Work request:
All of the entries need to be copied character for character.

Dataset records:
<<<<
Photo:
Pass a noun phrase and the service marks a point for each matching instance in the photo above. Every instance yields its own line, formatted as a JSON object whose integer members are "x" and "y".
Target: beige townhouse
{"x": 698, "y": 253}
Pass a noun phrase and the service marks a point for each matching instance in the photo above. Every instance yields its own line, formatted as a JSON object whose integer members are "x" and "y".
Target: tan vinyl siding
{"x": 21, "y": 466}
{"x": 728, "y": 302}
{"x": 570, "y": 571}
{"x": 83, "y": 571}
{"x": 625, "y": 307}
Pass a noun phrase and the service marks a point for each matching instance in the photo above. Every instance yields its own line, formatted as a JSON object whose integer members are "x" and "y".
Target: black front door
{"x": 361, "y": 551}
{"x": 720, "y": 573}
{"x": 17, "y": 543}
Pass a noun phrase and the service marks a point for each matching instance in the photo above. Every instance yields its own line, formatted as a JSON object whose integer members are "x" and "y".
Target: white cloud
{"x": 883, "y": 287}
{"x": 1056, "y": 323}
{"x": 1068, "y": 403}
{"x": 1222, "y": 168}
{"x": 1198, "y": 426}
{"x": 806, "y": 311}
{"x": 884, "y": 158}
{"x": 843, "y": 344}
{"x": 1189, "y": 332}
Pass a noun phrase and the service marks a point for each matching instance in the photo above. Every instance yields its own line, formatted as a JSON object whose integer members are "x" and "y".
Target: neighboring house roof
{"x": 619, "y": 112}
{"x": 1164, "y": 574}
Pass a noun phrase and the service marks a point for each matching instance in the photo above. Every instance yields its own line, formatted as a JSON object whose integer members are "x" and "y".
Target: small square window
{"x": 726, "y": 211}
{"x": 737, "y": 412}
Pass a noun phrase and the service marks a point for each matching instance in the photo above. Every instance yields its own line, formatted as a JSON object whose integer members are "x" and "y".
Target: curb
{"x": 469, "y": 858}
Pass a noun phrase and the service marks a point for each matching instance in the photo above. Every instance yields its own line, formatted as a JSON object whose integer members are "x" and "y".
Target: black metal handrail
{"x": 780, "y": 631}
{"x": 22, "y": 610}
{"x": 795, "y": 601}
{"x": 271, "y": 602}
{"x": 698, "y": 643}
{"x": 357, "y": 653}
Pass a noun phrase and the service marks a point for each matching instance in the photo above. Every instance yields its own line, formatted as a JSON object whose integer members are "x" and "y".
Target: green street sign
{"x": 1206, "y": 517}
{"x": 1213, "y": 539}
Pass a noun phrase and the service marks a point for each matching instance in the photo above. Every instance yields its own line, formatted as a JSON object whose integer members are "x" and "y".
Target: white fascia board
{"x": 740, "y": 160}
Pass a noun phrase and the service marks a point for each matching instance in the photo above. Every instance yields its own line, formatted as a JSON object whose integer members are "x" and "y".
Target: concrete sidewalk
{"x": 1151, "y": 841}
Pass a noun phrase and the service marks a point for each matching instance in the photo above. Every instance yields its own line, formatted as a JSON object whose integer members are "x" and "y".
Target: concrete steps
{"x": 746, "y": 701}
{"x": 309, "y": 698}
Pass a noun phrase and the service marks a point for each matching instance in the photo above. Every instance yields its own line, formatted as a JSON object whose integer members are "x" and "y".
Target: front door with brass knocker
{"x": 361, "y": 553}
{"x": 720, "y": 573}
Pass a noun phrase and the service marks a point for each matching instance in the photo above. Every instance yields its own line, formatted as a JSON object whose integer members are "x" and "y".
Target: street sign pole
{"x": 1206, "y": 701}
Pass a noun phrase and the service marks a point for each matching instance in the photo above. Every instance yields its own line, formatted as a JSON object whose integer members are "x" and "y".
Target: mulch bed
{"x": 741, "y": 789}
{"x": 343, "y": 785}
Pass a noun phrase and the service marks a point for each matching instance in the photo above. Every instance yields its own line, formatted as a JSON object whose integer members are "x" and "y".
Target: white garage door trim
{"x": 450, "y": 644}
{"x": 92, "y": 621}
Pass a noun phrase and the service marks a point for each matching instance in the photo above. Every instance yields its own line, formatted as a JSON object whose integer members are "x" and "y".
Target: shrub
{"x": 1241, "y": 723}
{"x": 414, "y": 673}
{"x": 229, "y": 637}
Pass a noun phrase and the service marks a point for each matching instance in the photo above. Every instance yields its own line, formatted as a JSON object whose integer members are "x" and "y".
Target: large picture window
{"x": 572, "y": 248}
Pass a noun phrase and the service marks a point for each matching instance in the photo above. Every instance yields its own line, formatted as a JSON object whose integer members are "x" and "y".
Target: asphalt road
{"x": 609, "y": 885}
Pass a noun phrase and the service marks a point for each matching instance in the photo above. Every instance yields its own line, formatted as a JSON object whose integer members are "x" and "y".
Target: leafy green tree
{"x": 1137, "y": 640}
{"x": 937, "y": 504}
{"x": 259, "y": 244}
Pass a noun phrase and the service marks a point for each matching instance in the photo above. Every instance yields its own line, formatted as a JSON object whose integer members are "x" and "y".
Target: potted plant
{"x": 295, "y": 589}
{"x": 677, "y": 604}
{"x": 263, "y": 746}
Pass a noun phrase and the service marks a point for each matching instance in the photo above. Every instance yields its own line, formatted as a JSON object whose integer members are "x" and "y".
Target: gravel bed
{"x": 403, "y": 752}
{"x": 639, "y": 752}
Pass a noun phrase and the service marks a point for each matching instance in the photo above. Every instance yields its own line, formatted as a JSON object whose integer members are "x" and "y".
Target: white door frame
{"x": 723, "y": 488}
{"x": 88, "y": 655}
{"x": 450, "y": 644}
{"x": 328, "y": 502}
>>>>
Task answer:
Photo:
Pass a noun phrase and the service marks a point for each matching instance in the photo above. Every instance yields its own line, formatted as a JSON object whose integer members are "x" and "y".
Target: beige townhouse
{"x": 698, "y": 253}
Pass a noun phrase and the service marks a point for each matching instance in the photo above. Every instance yields its own line, formatted as a JSON object whose integer members are "x" and "y".
Target: tan vinyl siding
{"x": 21, "y": 466}
{"x": 728, "y": 302}
{"x": 570, "y": 571}
{"x": 83, "y": 571}
{"x": 625, "y": 307}
Pass a noun phrase and the service marks a point for each matching instance in the photo above. Every instance yields its own line, formatted as a JSON object whose integer members are "x" and "y".
Target: black front door
{"x": 361, "y": 551}
{"x": 720, "y": 573}
{"x": 17, "y": 543}
Pass a noun phrase and the service marks a point for each matching instance in the photo above. Every instance yields its own line, formatted as a JSON object whose integer members are "x" and "y".
Target: white cloud
{"x": 883, "y": 287}
{"x": 1056, "y": 323}
{"x": 1068, "y": 403}
{"x": 1222, "y": 168}
{"x": 1198, "y": 426}
{"x": 806, "y": 311}
{"x": 884, "y": 158}
{"x": 843, "y": 344}
{"x": 1189, "y": 332}
Pass a noun phrase and the service marks a point for each matching instance in the photo above. Every instance yields its own line, formatted as a JSON object whose integer members are "x" and "y".
Target: neighboring house roof
{"x": 619, "y": 112}
{"x": 1164, "y": 574}
Pass a noun phrase and the service marks a point for each matching instance in the photo above. Every instance yields its own line, formatted as a JSON object whose integer members are "x" and "y".
Target: small square window
{"x": 726, "y": 211}
{"x": 737, "y": 412}
Pass a noun phrase and the service marks a point for each matching instance in the photo above. Every instance yields its own line, formatted as a JSON object whose integer members are "x" and "y".
Target: curb
{"x": 469, "y": 858}
Pass a noun phrase and the service marks a point for each matching instance in the photo above. Every instance yields its own line, formatted as a JSON object whose integer members are "x" and "y".
Target: black metal handrail
{"x": 780, "y": 631}
{"x": 22, "y": 610}
{"x": 795, "y": 601}
{"x": 271, "y": 602}
{"x": 698, "y": 643}
{"x": 357, "y": 653}
Pass a noun phrase and the service marks a point for each matching instance in the photo above. Every instance yields its own line, formatted as a JSON object whose integer members are "x" and "y".
Target: green street sign
{"x": 1206, "y": 517}
{"x": 1213, "y": 539}
Pass a noun phrase and the service marks a point for each matching instance in the photo above. Every instance yields its own line, formatted as a JSON object whose integer members are "x" and "y".
Target: white fascia board
{"x": 740, "y": 160}
Pass a noun phrase and the service marks a point for each matching instance in the photo above. Every instance yields its own line, formatted as a JSON object whose integer members are "x" and "y".
Target: concrete sidewalk
{"x": 1151, "y": 841}
Pass a noun phrase and the service marks a point for each matching instance in the photo above. Every instance yields its own line, formatted as a JSON object whose integer members are "x" and "y".
Target: concrete steps
{"x": 746, "y": 701}
{"x": 309, "y": 698}
Pass a noun phrase and the service marks a point for each matching instance in the photo above. Every instance yields its own line, formatted as a JSON object whose integer members are "x" and "y".
Target: front door with brass knocker
{"x": 361, "y": 553}
{"x": 720, "y": 573}
Pass a noun phrase and the service marks a point for each matching instance in the photo above. Every instance yields its own line, formatted as a JSON object whose integer members are "x" and "y".
Target: street sign pole
{"x": 1206, "y": 701}
Pass a noun phrase and the service marks a point for each matching instance in the photo above. Every instance yields its own line, formatted as a JSON object whose integer members are "x" and "y".
Target: mulch bed
{"x": 741, "y": 789}
{"x": 343, "y": 785}
Pass a noun phrase and the service marks a point for each matching instance in the photo above. Every instance yields its own line, formatted as a JSON object whose integer members are "x" and "y".
Target: white garage door trim
{"x": 450, "y": 644}
{"x": 92, "y": 621}
Pass a noun phrase and the service marks a point for each matching instance in the photo above. Every instance yields its own line, formatted as a JSON object whose integer members are "x" and "y".
Target: shrub
{"x": 1241, "y": 723}
{"x": 414, "y": 673}
{"x": 229, "y": 637}
Pass a noun phrase and the service marks a point for each matching instance in the photo above. Every instance yields its own line, formatted as a JSON object whose integer members are "x" and "y".
Target: large picture window
{"x": 572, "y": 248}
Pass a noun phrase and the service marks a point for each matching instance in the photo above. Every instance yields its own line, formatted as a JSON object whose integer members are "x" and "y".
Target: asphalt road
{"x": 609, "y": 885}
Pass a noun phrase and the service marks a point for each matching instance in the photo above. Every instance yields its own line, formatted as a JSON object whose integer members are "x" and "y".
Target: leafy green tree
{"x": 1137, "y": 640}
{"x": 937, "y": 504}
{"x": 259, "y": 244}
Pass a noun phrase and the service marks a point for each matching instance in the photo above. Every instance yields its own line, formatted as a JSON object whose integer members are "x" and "y".
Target: potted plant
{"x": 295, "y": 589}
{"x": 677, "y": 604}
{"x": 263, "y": 746}
Pass a noun phrase and the service marks a point for each matching instance in the photo above. Every instance yields its own line, formatted as a JSON object whose integer members are "x" and "y".
Target: gravel bed
{"x": 403, "y": 752}
{"x": 639, "y": 752}
Pass a noun phrase and the service marks a point for each matching instance in the photo above. Every instance yields its own line, formatted as a JSON object whose integer members are "x" and "y".
Target: white door frame
{"x": 723, "y": 488}
{"x": 88, "y": 655}
{"x": 450, "y": 644}
{"x": 328, "y": 502}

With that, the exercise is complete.